## Instruction
Reproduce all records verbatim.

## Supplied information
=====

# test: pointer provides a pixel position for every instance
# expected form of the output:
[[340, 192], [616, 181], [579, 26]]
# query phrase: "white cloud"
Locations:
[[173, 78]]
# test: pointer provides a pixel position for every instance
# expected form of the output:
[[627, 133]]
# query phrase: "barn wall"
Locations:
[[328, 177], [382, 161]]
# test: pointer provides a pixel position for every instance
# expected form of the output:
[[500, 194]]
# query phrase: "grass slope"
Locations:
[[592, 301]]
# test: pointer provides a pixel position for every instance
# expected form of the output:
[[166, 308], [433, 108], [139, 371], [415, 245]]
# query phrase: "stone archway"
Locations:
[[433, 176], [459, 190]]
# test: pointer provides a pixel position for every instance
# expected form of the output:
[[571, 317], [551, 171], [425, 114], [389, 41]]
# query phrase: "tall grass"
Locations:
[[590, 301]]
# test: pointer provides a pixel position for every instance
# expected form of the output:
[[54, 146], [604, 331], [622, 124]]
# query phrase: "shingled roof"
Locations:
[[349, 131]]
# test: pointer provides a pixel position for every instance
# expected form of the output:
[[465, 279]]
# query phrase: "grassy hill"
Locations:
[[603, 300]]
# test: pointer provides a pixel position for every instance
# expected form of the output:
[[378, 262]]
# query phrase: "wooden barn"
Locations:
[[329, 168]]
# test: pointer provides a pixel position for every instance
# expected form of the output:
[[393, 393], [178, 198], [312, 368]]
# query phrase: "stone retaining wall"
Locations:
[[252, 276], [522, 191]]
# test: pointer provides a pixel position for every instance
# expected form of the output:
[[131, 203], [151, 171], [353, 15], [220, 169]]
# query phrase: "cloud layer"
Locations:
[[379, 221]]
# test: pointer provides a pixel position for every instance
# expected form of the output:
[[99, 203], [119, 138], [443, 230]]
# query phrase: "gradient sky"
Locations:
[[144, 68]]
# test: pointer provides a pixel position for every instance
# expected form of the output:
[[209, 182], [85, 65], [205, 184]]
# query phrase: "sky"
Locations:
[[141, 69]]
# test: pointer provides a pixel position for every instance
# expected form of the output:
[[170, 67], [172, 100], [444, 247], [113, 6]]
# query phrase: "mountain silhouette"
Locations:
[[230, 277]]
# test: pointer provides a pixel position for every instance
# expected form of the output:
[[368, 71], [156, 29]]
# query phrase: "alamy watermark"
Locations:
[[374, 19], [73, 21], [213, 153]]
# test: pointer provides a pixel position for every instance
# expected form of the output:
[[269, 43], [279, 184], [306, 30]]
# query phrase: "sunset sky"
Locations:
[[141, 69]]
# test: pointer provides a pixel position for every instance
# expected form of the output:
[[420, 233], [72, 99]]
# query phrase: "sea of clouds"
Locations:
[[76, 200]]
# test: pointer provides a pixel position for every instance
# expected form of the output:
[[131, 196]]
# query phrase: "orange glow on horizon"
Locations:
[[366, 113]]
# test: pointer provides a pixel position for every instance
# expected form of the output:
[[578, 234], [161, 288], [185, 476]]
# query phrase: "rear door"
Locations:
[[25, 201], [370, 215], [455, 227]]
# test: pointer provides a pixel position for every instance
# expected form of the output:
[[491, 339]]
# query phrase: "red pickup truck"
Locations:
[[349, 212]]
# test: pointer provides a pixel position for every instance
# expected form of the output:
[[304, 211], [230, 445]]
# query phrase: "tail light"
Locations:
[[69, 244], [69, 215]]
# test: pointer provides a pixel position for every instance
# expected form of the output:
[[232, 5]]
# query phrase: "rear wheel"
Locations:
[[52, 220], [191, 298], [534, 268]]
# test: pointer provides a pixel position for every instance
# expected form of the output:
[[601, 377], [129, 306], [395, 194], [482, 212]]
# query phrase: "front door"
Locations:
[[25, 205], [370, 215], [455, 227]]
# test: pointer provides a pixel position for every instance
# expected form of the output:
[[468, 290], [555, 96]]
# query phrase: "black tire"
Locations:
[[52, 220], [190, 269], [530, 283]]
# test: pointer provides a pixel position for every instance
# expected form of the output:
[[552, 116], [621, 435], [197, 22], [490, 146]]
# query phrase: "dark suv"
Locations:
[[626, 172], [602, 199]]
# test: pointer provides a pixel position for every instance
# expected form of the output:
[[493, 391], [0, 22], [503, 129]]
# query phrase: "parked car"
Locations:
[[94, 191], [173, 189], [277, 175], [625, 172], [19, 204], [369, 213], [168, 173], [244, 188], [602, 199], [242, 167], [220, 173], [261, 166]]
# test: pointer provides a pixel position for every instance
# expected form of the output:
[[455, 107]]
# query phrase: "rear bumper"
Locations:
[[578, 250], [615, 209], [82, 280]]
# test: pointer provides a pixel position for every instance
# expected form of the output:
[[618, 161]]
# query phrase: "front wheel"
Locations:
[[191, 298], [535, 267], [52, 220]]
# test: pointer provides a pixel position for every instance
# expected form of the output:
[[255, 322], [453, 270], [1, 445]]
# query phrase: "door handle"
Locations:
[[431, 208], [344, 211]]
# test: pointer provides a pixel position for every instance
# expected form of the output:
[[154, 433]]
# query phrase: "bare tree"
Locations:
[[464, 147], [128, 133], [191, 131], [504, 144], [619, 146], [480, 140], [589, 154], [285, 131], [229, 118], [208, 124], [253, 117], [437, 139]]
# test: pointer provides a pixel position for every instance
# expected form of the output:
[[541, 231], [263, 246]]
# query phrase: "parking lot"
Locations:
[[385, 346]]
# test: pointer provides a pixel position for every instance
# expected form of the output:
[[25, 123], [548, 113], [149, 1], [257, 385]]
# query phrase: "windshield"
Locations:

=====

## Answer below
# test: pointer provides a pixel position for every instance
# expected form of the output:
[[340, 192], [616, 181], [579, 26]]
# query phrase: "white cloud"
Locations:
[[173, 78]]
# test: pointer provides a pixel position for every instance
# expected form of the output:
[[627, 133]]
# query phrase: "barn wall"
Locations:
[[328, 177], [382, 161]]
# test: pointer provides a pixel position for every instance
# expected form of the output:
[[500, 194]]
# query phrase: "grass slope"
Locations:
[[592, 301]]
# test: pointer provides a pixel position for every instance
# expected form of the output:
[[166, 308], [433, 108], [139, 371], [415, 245]]
# query phrase: "stone archway"
Locations:
[[433, 176], [459, 190]]
# test: pointer provides a pixel position for every instance
# expected form of the output:
[[571, 317], [551, 171], [425, 114], [389, 41]]
# query phrase: "tall grass"
Locations:
[[590, 301]]
# test: pointer provides a pixel position for every instance
# expected form of the output:
[[54, 146], [604, 331], [622, 124]]
# query phrase: "shingled roof"
Locations:
[[349, 131]]
# test: pointer provides a pixel position for every instance
# expected form of the output:
[[465, 279]]
# query phrase: "grassy hill"
Locations:
[[603, 300]]
# test: pointer provides a pixel position for every instance
# expected form of the output:
[[378, 262]]
# query phrase: "wooden barn"
Locations:
[[329, 168]]
# test: pointer provides a pixel position for every instance
# expected form of the output:
[[393, 393], [178, 198], [312, 368]]
# query phrase: "stone retaining wall"
Locations:
[[252, 276], [522, 191]]
# test: pointer provides a pixel position for every instance
# expected form of the output:
[[131, 203], [151, 171], [353, 15], [220, 169]]
# query phrase: "cloud layer"
Locations:
[[379, 221]]
# test: pointer provides a pixel position for every instance
# expected form of the output:
[[99, 203], [119, 138], [443, 230]]
# query phrase: "gradient sky"
Locations:
[[144, 68]]
# test: pointer provides a pixel position for every instance
# expected form of the output:
[[209, 182], [85, 65], [205, 184]]
# query phrase: "sky"
Locations:
[[141, 69]]
# test: pointer provides a pixel position for every instance
# expected form of the output:
[[170, 67], [172, 100], [444, 247], [113, 6]]
# query phrase: "mountain silhouette"
Locations:
[[230, 277]]
# test: pointer provides a pixel position for every instance
# expected form of the output:
[[368, 71], [156, 29]]
# query phrase: "alamy watermark"
Locations:
[[374, 19], [73, 21], [213, 153]]
# test: pointer provides a pixel position for every instance
# expected form of the output:
[[269, 43], [279, 184], [306, 30]]
# query phrase: "sunset sky"
Locations:
[[141, 69]]
# test: pointer provides a pixel position for every instance
# expected form of the output:
[[420, 233], [72, 99]]
# query phrase: "sea of clouds"
Locations:
[[76, 200]]
# test: pointer provides a pixel position for every instance
# expected form of the output:
[[131, 196]]
# query phrase: "orange glow on horizon"
Locations:
[[366, 113]]
# test: pointer provides a pixel position for every instance
# expected form of the output:
[[578, 234], [161, 288], [185, 476]]
# query phrase: "rear door"
Locations:
[[25, 201], [370, 215], [455, 227]]
# test: pointer provides a pixel position for every instance
# expected form of the output:
[[491, 339]]
# query phrase: "red pickup truck"
Locations:
[[349, 212]]
# test: pointer provides a pixel position for every instance
# expected form of the output:
[[304, 211], [230, 445]]
# query phrase: "tail light"
Locations:
[[69, 244], [69, 215]]
# test: pointer provides a pixel position for every instance
# expected form of the output:
[[232, 5]]
# query phrase: "rear wheel"
Locations:
[[52, 220], [191, 298], [534, 268]]
# test: pointer provides a pixel position for every instance
# expected form of the output:
[[601, 377], [129, 306], [395, 194], [482, 212]]
# query phrase: "front door"
Locations:
[[25, 205], [370, 215], [455, 227]]
# test: pointer provides a pixel position for every instance
# expected form of the output:
[[468, 290], [555, 96]]
# query phrase: "black tire"
Locations:
[[52, 220], [190, 269], [530, 283]]
# test: pointer provides a pixel position for every instance
# expected form of the output:
[[552, 116], [621, 435], [197, 22], [490, 146]]
# query phrase: "dark suv"
Locations:
[[626, 172], [602, 199]]
# test: pointer provides a pixel position for every instance
# expected form of the output:
[[493, 391], [0, 22], [503, 129]]
# query phrase: "parked car"
Locations:
[[94, 191], [173, 189], [277, 175], [625, 172], [19, 204], [369, 213], [168, 173], [244, 188], [602, 199], [242, 167], [220, 173], [261, 166]]
# test: pointer provides a pixel position for every instance
# expected form of the output:
[[455, 107]]
# query phrase: "rear bumper"
Locations:
[[578, 250], [615, 209], [82, 280]]
# test: pointer provides a pixel position for every instance
# expected form of the output:
[[618, 161]]
# query phrase: "front wheel"
Locations:
[[191, 298], [535, 267], [52, 220]]
# test: pointer provides a pixel position for every instance
# expected form of the output:
[[255, 322], [453, 270], [1, 445]]
# query phrase: "door handle"
Locations:
[[431, 208], [344, 211]]
# test: pointer provides a pixel position for every instance
# expected form of the output:
[[154, 433]]
# query phrase: "bare tree"
Locations:
[[464, 147], [128, 133], [191, 131], [504, 144], [619, 146], [480, 140], [589, 154], [285, 131], [229, 118], [208, 124], [253, 117], [437, 139]]
# test: pointer provides a pixel position for every instance
# expected form of the output:
[[541, 231], [263, 246]]
# query phrase: "parking lot"
Locations:
[[385, 346]]
# test: pointer provides a pixel position for every instance
# expected form of the output:
[[25, 123], [548, 113], [149, 1], [257, 385]]
# query phrase: "windshield"
Locations:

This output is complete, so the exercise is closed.